## WHAT IS ASKED:
Filter the lines below, keeping every line that contains the string "bark".

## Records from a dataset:
----

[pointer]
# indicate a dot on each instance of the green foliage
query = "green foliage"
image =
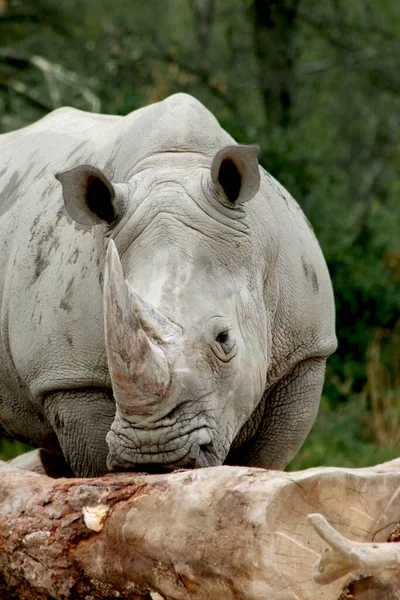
(339, 438)
(316, 85)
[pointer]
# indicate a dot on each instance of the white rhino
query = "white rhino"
(210, 344)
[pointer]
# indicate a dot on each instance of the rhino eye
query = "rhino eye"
(230, 179)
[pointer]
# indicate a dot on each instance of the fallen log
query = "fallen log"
(215, 533)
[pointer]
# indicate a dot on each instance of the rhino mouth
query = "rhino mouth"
(131, 448)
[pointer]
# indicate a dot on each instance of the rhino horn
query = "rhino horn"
(139, 370)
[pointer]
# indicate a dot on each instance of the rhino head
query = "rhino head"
(184, 312)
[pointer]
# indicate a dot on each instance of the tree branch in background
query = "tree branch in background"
(275, 27)
(224, 532)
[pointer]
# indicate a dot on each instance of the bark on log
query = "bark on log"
(216, 533)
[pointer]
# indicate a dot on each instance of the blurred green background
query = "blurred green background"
(317, 86)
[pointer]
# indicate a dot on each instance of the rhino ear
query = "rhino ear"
(236, 174)
(89, 197)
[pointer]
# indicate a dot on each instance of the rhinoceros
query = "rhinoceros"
(164, 301)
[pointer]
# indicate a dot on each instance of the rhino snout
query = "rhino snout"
(131, 447)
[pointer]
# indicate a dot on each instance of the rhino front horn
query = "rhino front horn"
(139, 370)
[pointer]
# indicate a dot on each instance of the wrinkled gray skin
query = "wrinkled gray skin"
(214, 348)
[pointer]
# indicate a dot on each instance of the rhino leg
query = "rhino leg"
(282, 420)
(81, 419)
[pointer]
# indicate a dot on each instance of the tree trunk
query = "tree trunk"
(275, 27)
(217, 533)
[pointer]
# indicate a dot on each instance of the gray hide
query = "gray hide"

----

## FINAL RESULT:
# indicate a dot on each instance of the bark on log
query = "bark on log"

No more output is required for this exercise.